There are much deeper causes, too, which future historians will understand better than we can. The ambivalent history of Britain’s forty year EU membership, the social and regional inequalities embedded by the unplanned and imposed deindustrialisation of the 1980s, the breakdown of political trust whose proximate cause was the lies told to justify the Iraq War, a warped and malign public discourse about immigration, the financial deregulation that led to the financial crisis – and no doubt much else.

I think, in particular, the unprocessed cultural psychology of the Second World War was one of the biggest, yet least recognized, causes. In a strange historical irony, in the long run it proved harder to ‘get over’ victory than to face up to defeat and occupation.

Whatever the reasons for the result, it remains the case that, prior to the Referendum, EU membership was a matter of almost no public interest or disquiet. Leaving the EU was not, and is still not, some huge popular crusade or cause.

[Stored entries]

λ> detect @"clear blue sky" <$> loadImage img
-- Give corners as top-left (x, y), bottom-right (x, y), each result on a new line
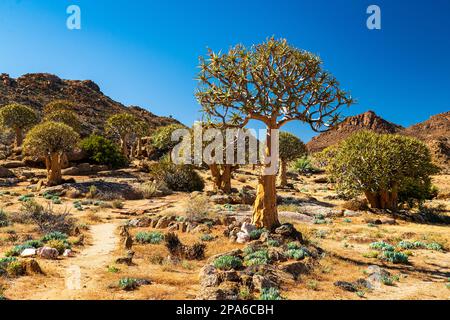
top-left (0, 0), bottom-right (450, 141)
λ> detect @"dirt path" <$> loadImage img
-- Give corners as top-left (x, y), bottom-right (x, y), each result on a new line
top-left (6, 223), bottom-right (119, 300)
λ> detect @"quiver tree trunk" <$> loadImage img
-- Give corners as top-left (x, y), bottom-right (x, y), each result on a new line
top-left (45, 152), bottom-right (63, 186)
top-left (14, 128), bottom-right (23, 148)
top-left (209, 164), bottom-right (233, 193)
top-left (120, 136), bottom-right (128, 159)
top-left (252, 129), bottom-right (280, 231)
top-left (278, 160), bottom-right (287, 188)
top-left (364, 189), bottom-right (398, 211)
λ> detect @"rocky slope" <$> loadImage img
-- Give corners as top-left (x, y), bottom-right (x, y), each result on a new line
top-left (401, 111), bottom-right (450, 172)
top-left (307, 111), bottom-right (450, 172)
top-left (0, 73), bottom-right (178, 135)
top-left (306, 110), bottom-right (403, 152)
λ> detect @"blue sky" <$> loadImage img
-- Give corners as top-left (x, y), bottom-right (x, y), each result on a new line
top-left (0, 0), bottom-right (450, 141)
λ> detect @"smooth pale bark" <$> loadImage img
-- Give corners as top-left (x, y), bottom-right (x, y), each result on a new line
top-left (14, 128), bottom-right (23, 148)
top-left (278, 160), bottom-right (287, 188)
top-left (209, 164), bottom-right (233, 193)
top-left (45, 152), bottom-right (63, 186)
top-left (252, 128), bottom-right (280, 231)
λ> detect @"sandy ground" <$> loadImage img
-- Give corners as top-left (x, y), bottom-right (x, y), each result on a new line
top-left (0, 171), bottom-right (450, 300)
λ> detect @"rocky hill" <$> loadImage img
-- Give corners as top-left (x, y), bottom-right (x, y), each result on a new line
top-left (0, 73), bottom-right (178, 135)
top-left (307, 111), bottom-right (450, 172)
top-left (306, 110), bottom-right (403, 152)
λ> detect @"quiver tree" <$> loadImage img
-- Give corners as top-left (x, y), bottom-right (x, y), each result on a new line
top-left (0, 103), bottom-right (39, 148)
top-left (319, 131), bottom-right (437, 211)
top-left (132, 120), bottom-right (150, 157)
top-left (44, 100), bottom-right (81, 168)
top-left (278, 131), bottom-right (307, 187)
top-left (106, 113), bottom-right (138, 159)
top-left (196, 38), bottom-right (352, 229)
top-left (24, 121), bottom-right (79, 185)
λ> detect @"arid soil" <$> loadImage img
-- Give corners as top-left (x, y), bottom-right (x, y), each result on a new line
top-left (0, 169), bottom-right (450, 300)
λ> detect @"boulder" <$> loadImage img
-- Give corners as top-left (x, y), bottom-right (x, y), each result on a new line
top-left (36, 247), bottom-right (59, 260)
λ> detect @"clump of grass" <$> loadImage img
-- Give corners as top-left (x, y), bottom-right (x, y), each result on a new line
top-left (135, 231), bottom-right (164, 244)
top-left (306, 280), bottom-right (319, 291)
top-left (259, 288), bottom-right (283, 300)
top-left (285, 249), bottom-right (307, 260)
top-left (244, 250), bottom-right (270, 267)
top-left (41, 231), bottom-right (69, 242)
top-left (369, 241), bottom-right (395, 251)
top-left (119, 278), bottom-right (139, 291)
top-left (239, 286), bottom-right (254, 300)
top-left (111, 200), bottom-right (124, 209)
top-left (267, 239), bottom-right (281, 247)
top-left (381, 251), bottom-right (408, 264)
top-left (46, 240), bottom-right (70, 254)
top-left (363, 251), bottom-right (379, 259)
top-left (214, 255), bottom-right (242, 270)
top-left (249, 228), bottom-right (267, 240)
top-left (6, 261), bottom-right (25, 277)
top-left (200, 233), bottom-right (215, 242)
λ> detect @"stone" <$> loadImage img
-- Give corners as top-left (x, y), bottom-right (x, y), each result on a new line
top-left (344, 210), bottom-right (361, 217)
top-left (178, 222), bottom-right (186, 232)
top-left (116, 250), bottom-right (134, 266)
top-left (268, 248), bottom-right (287, 262)
top-left (199, 264), bottom-right (220, 287)
top-left (220, 270), bottom-right (241, 282)
top-left (334, 281), bottom-right (358, 292)
top-left (275, 223), bottom-right (302, 241)
top-left (192, 223), bottom-right (210, 233)
top-left (123, 235), bottom-right (133, 250)
top-left (366, 265), bottom-right (391, 288)
top-left (20, 248), bottom-right (36, 258)
top-left (252, 274), bottom-right (278, 292)
top-left (280, 261), bottom-right (310, 280)
top-left (36, 247), bottom-right (59, 260)
top-left (2, 161), bottom-right (26, 169)
top-left (238, 222), bottom-right (256, 237)
top-left (0, 167), bottom-right (16, 178)
top-left (63, 249), bottom-right (75, 257)
top-left (236, 231), bottom-right (250, 243)
top-left (155, 216), bottom-right (171, 229)
top-left (209, 194), bottom-right (231, 204)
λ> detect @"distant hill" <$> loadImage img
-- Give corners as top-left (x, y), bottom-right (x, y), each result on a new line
top-left (306, 110), bottom-right (403, 152)
top-left (306, 111), bottom-right (450, 172)
top-left (0, 73), bottom-right (178, 136)
top-left (401, 111), bottom-right (450, 172)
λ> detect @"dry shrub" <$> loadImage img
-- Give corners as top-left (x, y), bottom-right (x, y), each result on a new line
top-left (342, 199), bottom-right (369, 211)
top-left (164, 232), bottom-right (206, 260)
top-left (186, 194), bottom-right (211, 221)
top-left (16, 199), bottom-right (75, 234)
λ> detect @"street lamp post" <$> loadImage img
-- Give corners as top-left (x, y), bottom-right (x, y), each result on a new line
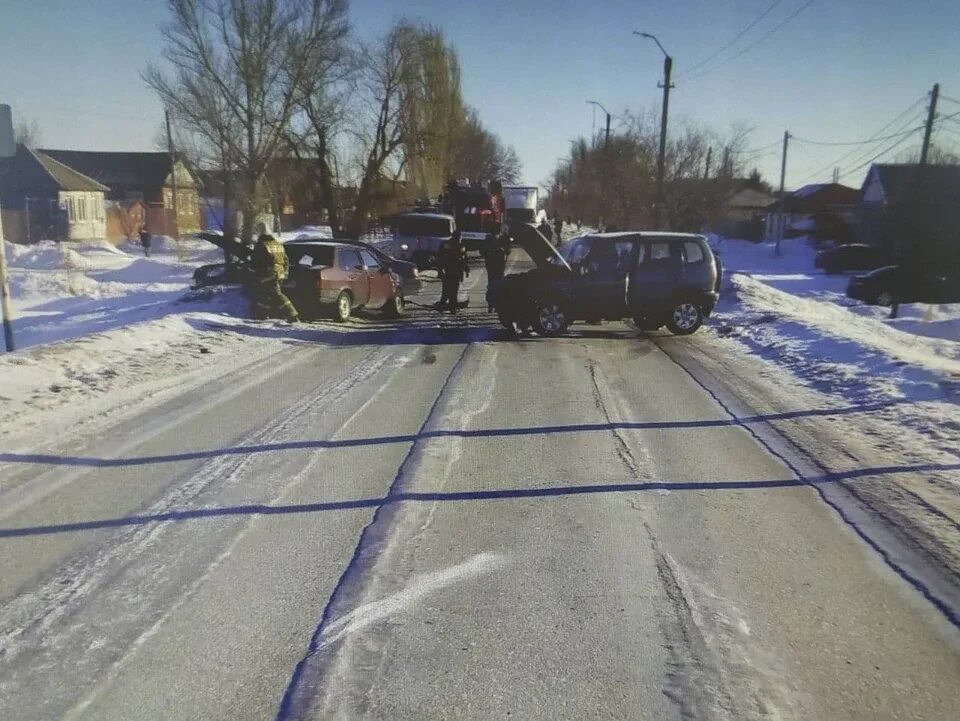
top-left (633, 30), bottom-right (673, 229)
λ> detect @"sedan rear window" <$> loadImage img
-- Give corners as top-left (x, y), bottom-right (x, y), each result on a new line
top-left (286, 244), bottom-right (333, 266)
top-left (397, 218), bottom-right (453, 238)
top-left (683, 240), bottom-right (704, 265)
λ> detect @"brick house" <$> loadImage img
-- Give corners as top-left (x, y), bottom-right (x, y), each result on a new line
top-left (41, 150), bottom-right (201, 236)
top-left (764, 183), bottom-right (860, 241)
top-left (0, 145), bottom-right (110, 243)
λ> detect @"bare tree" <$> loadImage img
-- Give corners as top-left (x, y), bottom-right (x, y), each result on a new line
top-left (144, 0), bottom-right (348, 240)
top-left (348, 23), bottom-right (419, 237)
top-left (13, 120), bottom-right (43, 148)
top-left (450, 107), bottom-right (521, 183)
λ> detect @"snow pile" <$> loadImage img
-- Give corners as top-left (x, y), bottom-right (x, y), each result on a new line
top-left (7, 241), bottom-right (219, 348)
top-left (711, 233), bottom-right (960, 435)
top-left (710, 236), bottom-right (960, 346)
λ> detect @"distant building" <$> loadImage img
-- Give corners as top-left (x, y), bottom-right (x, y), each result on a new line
top-left (0, 145), bottom-right (110, 243)
top-left (764, 183), bottom-right (859, 241)
top-left (859, 164), bottom-right (960, 269)
top-left (41, 150), bottom-right (201, 236)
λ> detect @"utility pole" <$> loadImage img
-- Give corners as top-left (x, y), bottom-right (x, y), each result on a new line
top-left (920, 83), bottom-right (940, 165)
top-left (164, 110), bottom-right (180, 239)
top-left (653, 55), bottom-right (673, 230)
top-left (633, 30), bottom-right (673, 229)
top-left (587, 100), bottom-right (610, 148)
top-left (774, 130), bottom-right (790, 255)
top-left (0, 201), bottom-right (16, 351)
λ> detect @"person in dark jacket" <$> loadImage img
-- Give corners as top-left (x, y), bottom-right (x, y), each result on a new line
top-left (437, 230), bottom-right (470, 313)
top-left (483, 232), bottom-right (510, 313)
top-left (140, 225), bottom-right (153, 258)
top-left (250, 234), bottom-right (300, 323)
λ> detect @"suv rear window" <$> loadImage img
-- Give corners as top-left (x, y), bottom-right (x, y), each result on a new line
top-left (683, 240), bottom-right (705, 265)
top-left (397, 217), bottom-right (453, 238)
top-left (650, 243), bottom-right (670, 261)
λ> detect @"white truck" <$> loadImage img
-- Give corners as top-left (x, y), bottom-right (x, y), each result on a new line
top-left (503, 185), bottom-right (540, 225)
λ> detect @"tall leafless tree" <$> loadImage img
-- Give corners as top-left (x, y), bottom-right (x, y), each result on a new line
top-left (144, 0), bottom-right (348, 240)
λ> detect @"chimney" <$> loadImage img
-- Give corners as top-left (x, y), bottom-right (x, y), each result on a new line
top-left (0, 105), bottom-right (17, 158)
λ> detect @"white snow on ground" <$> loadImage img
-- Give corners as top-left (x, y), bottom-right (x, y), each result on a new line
top-left (711, 233), bottom-right (960, 452)
top-left (0, 238), bottom-right (279, 450)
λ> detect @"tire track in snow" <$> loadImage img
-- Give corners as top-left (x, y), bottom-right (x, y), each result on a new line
top-left (0, 349), bottom-right (396, 716)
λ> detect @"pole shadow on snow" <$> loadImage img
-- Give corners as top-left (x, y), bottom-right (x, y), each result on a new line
top-left (0, 401), bottom-right (905, 468)
top-left (0, 463), bottom-right (960, 538)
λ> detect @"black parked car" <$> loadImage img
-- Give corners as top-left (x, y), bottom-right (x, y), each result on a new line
top-left (847, 265), bottom-right (960, 306)
top-left (813, 243), bottom-right (883, 273)
top-left (494, 223), bottom-right (720, 335)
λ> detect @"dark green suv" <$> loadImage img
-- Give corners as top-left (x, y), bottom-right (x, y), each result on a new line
top-left (494, 224), bottom-right (721, 335)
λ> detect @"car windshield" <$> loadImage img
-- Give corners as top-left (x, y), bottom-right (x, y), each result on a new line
top-left (0, 0), bottom-right (960, 721)
top-left (286, 243), bottom-right (334, 266)
top-left (397, 216), bottom-right (453, 238)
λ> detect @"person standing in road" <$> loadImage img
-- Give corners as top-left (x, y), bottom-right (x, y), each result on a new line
top-left (437, 230), bottom-right (470, 313)
top-left (140, 225), bottom-right (153, 258)
top-left (483, 231), bottom-right (510, 313)
top-left (250, 234), bottom-right (300, 323)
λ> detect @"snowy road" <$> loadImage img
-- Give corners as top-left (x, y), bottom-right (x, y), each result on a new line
top-left (0, 256), bottom-right (960, 721)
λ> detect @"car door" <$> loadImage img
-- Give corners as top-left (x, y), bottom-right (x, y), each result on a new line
top-left (631, 237), bottom-right (683, 311)
top-left (582, 237), bottom-right (638, 319)
top-left (337, 248), bottom-right (370, 306)
top-left (360, 249), bottom-right (393, 308)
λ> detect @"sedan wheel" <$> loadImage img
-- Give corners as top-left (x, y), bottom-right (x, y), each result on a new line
top-left (667, 302), bottom-right (703, 335)
top-left (383, 290), bottom-right (406, 318)
top-left (333, 291), bottom-right (353, 323)
top-left (877, 290), bottom-right (893, 308)
top-left (534, 301), bottom-right (569, 336)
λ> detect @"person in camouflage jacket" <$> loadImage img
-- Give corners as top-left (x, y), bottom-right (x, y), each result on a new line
top-left (250, 235), bottom-right (300, 323)
top-left (437, 230), bottom-right (470, 313)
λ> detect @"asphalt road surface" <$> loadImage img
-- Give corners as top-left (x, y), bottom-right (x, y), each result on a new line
top-left (0, 255), bottom-right (960, 721)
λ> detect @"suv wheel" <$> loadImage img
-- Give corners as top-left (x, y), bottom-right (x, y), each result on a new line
top-left (667, 301), bottom-right (703, 335)
top-left (533, 301), bottom-right (570, 336)
top-left (633, 315), bottom-right (663, 331)
top-left (383, 290), bottom-right (406, 318)
top-left (333, 290), bottom-right (353, 323)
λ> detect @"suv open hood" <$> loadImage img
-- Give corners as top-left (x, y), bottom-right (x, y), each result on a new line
top-left (510, 223), bottom-right (572, 272)
top-left (197, 231), bottom-right (253, 263)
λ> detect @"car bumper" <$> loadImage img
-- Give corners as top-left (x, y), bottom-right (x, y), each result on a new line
top-left (460, 231), bottom-right (490, 250)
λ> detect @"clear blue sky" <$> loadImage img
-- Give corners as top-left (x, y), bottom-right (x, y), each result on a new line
top-left (0, 0), bottom-right (960, 187)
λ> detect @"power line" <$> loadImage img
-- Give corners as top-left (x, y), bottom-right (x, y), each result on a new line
top-left (677, 0), bottom-right (783, 78)
top-left (734, 136), bottom-right (780, 155)
top-left (840, 128), bottom-right (924, 178)
top-left (790, 126), bottom-right (923, 146)
top-left (689, 0), bottom-right (816, 80)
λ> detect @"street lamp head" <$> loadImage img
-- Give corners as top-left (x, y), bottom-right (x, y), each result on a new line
top-left (633, 30), bottom-right (670, 58)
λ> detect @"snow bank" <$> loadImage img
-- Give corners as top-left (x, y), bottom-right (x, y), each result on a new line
top-left (710, 236), bottom-right (960, 346)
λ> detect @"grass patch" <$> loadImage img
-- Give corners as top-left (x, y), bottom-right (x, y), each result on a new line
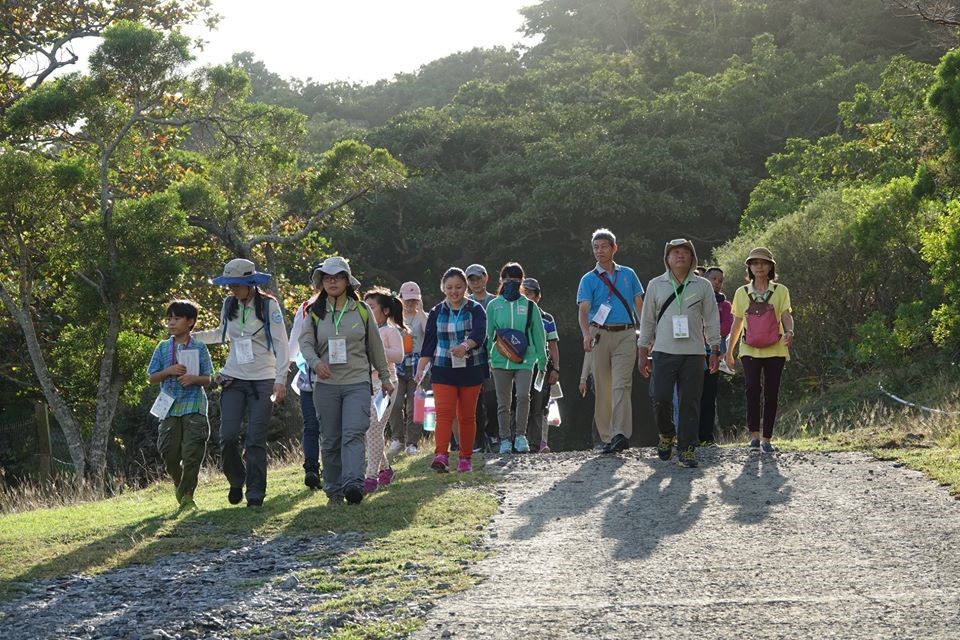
top-left (0, 456), bottom-right (496, 606)
top-left (777, 389), bottom-right (960, 498)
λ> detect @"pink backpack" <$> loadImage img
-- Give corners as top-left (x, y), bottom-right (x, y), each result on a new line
top-left (743, 284), bottom-right (780, 349)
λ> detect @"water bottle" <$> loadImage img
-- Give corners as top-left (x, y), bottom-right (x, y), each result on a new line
top-left (547, 398), bottom-right (561, 427)
top-left (413, 387), bottom-right (427, 424)
top-left (423, 391), bottom-right (437, 431)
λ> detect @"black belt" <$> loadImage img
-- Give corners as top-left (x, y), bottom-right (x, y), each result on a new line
top-left (590, 322), bottom-right (633, 331)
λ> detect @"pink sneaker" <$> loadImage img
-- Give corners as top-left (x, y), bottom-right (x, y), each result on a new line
top-left (377, 467), bottom-right (394, 487)
top-left (430, 453), bottom-right (450, 473)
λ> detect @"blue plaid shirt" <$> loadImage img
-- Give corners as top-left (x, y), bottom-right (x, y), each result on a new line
top-left (420, 300), bottom-right (489, 387)
top-left (147, 336), bottom-right (213, 418)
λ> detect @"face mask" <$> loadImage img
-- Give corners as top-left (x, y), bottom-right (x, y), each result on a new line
top-left (500, 282), bottom-right (520, 302)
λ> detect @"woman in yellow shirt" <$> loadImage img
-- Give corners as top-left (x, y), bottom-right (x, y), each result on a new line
top-left (727, 247), bottom-right (793, 453)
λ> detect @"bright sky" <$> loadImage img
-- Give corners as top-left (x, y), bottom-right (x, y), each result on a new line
top-left (183, 0), bottom-right (537, 84)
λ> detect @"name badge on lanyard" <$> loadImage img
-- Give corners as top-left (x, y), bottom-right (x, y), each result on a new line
top-left (233, 337), bottom-right (253, 364)
top-left (150, 390), bottom-right (176, 420)
top-left (327, 338), bottom-right (347, 364)
top-left (673, 316), bottom-right (690, 338)
top-left (593, 303), bottom-right (612, 326)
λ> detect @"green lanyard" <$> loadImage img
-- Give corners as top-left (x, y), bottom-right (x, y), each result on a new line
top-left (670, 273), bottom-right (690, 312)
top-left (327, 302), bottom-right (347, 335)
top-left (240, 303), bottom-right (250, 336)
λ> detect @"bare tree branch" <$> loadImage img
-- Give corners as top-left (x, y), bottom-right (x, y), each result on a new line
top-left (889, 0), bottom-right (960, 27)
top-left (246, 187), bottom-right (370, 248)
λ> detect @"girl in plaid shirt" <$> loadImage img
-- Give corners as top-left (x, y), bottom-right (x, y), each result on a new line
top-left (417, 267), bottom-right (489, 473)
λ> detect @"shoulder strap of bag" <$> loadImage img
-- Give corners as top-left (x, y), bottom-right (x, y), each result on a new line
top-left (594, 271), bottom-right (640, 326)
top-left (261, 296), bottom-right (279, 358)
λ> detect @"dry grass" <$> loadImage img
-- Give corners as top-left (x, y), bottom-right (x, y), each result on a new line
top-left (0, 441), bottom-right (302, 514)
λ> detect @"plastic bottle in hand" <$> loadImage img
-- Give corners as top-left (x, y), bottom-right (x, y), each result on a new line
top-left (423, 391), bottom-right (437, 431)
top-left (413, 387), bottom-right (427, 424)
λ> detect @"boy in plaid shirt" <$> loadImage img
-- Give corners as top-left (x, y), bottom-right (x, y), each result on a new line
top-left (147, 300), bottom-right (213, 509)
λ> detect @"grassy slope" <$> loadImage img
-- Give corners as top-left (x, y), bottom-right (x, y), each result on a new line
top-left (0, 456), bottom-right (497, 638)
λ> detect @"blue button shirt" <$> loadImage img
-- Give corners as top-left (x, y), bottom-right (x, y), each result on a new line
top-left (577, 263), bottom-right (643, 324)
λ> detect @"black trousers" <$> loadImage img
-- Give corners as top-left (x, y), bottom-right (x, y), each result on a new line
top-left (651, 351), bottom-right (706, 449)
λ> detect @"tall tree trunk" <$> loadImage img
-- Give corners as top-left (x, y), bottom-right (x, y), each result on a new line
top-left (0, 285), bottom-right (87, 480)
top-left (89, 303), bottom-right (123, 483)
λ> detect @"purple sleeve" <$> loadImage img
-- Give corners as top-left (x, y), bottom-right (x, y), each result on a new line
top-left (717, 300), bottom-right (733, 336)
top-left (420, 307), bottom-right (437, 359)
top-left (467, 303), bottom-right (487, 348)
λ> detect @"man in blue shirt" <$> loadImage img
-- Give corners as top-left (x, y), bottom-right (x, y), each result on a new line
top-left (577, 229), bottom-right (643, 453)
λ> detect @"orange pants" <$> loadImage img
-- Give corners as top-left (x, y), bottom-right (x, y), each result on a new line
top-left (433, 382), bottom-right (483, 458)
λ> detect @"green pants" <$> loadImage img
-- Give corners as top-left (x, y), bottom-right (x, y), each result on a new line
top-left (157, 413), bottom-right (210, 500)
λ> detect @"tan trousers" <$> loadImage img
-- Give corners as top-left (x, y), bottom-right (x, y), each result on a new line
top-left (591, 327), bottom-right (637, 442)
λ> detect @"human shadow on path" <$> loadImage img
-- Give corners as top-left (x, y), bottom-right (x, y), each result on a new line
top-left (601, 460), bottom-right (707, 560)
top-left (717, 455), bottom-right (793, 524)
top-left (512, 457), bottom-right (628, 540)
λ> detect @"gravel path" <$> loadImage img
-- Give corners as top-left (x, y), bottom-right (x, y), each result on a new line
top-left (0, 448), bottom-right (960, 640)
top-left (414, 448), bottom-right (960, 640)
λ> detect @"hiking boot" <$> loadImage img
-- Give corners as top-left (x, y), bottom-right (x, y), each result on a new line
top-left (657, 433), bottom-right (677, 460)
top-left (513, 436), bottom-right (530, 453)
top-left (303, 471), bottom-right (320, 491)
top-left (343, 484), bottom-right (363, 504)
top-left (387, 440), bottom-right (403, 456)
top-left (677, 446), bottom-right (698, 469)
top-left (377, 467), bottom-right (395, 487)
top-left (430, 453), bottom-right (450, 473)
top-left (601, 433), bottom-right (630, 454)
top-left (227, 487), bottom-right (243, 504)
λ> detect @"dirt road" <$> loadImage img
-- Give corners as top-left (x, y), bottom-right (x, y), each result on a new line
top-left (414, 449), bottom-right (960, 640)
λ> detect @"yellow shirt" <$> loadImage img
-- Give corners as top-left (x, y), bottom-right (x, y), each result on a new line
top-left (731, 282), bottom-right (793, 360)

• What to work on:
Pick up the passage on Britain's EU referendum and keep writing from the point where it stops.

• Output:
Brexiters never expected to win, and would be happier if they had lost

For this reason, just as Cameron assumed he would win the Referendum so, too, Brexiters expected to lose. That freed them both to tell as many lies as they wanted and to avoid specifying what a victory would mean. There’s no point in being mealy-mouthed about this: just about every claim made by Vote Leave was either simply untrue or, at best, a distortion of the truth. I think that there were some principled advocates of Brexit who were appalled by this but, if so, the plain fact is that without the lies there would have been no victory.

I am also convinced, even more now than at the time of the referendum, that many of the most passionate advocates of Brexit would actually have preferred to have lost. For them, protest, complaint and victimhood were the comfort zone that, in winning, they lost. That has fed through into a situation whereby those who most vociferously support Brexit regard any actual form it takes – including that which Johnson is developing – as not being ‘true Brexit’.

Thus, even as it is forced on the country, they remain unsatisfied and remain in that comfort zone of complaint and victimhood. Indeed the grimmest irony of Brexit is that, ever since the Referendum result, it has left not just so many remainers feeling sad, bitter and angry but so many leavers too.

So despite the endlessly repeated mantra of that Brexit is the ‘will of the people’, there’s never been a majority for any defined form of Brexit, and only momentarily for Brexit at all. Even as it happens, the opinion polls show a small majority for remain, whilst those who do want to leave the EU are still divided as to what form of doing so is what Brexit really means.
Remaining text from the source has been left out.